*Entries taken from a collection*:
·····

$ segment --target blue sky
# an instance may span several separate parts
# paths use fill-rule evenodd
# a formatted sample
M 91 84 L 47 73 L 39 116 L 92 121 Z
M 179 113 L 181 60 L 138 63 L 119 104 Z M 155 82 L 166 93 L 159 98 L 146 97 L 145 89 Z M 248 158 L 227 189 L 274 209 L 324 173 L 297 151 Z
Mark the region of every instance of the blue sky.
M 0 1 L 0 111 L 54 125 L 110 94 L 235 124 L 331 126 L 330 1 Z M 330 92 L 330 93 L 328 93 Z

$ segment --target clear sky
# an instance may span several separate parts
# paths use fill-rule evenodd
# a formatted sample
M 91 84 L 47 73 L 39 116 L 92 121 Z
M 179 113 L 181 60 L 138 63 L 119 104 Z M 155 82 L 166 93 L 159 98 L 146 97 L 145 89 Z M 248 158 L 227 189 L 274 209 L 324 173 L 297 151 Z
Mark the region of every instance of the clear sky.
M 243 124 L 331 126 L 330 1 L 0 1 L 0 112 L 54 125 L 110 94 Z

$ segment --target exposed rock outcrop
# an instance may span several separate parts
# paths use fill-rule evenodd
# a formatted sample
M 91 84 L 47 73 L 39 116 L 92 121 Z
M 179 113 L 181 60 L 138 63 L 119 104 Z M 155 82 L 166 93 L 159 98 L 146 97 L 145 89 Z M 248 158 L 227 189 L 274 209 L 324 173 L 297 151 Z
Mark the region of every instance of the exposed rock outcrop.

·····

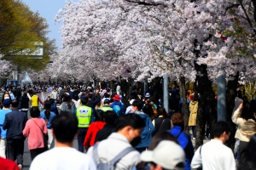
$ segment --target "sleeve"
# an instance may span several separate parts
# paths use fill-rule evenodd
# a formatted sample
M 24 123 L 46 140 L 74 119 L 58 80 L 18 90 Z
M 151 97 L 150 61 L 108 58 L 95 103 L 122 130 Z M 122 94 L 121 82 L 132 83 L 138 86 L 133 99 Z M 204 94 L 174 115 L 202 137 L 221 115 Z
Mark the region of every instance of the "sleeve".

·····

*WHAT YOU WILL DO*:
Reproduce word for word the lines that start at the one containing "--target blue sky" and end with the one containing "M 243 124 L", including both of those lines.

*FINAL RESULT*:
$ segment --target blue sky
# an instance may span several separate parts
# paths use fill-rule evenodd
# a formatted sample
M 91 84 L 47 73 L 39 116 L 92 121 Z
M 179 113 L 181 60 L 138 63 L 119 104 Z M 155 82 L 166 93 L 159 98 L 146 97 L 145 89 Z M 248 158 L 227 189 L 274 209 L 324 173 L 297 151 Z
Mark the region of every instance of the blue sky.
M 0 1 L 0 111 L 54 125 L 110 94 L 235 124 L 331 126 L 330 1 Z M 330 92 L 330 93 L 328 93 Z

$ segment --target clear sky
# an instance may span several separate parts
# paths use fill-rule evenodd
# a formatted sample
M 91 84 L 47 73 L 39 116 L 92 121 Z
M 179 113 L 181 60 L 138 63 L 119 104 Z M 155 82 L 166 93 L 159 98 L 146 97 L 145 89 Z M 248 158 L 227 189 L 274 209 L 324 173 L 297 151 Z
Mark the region of every instance of the clear sky.
M 243 124 L 331 126 L 330 1 L 0 1 L 0 112 L 54 125 L 110 94 Z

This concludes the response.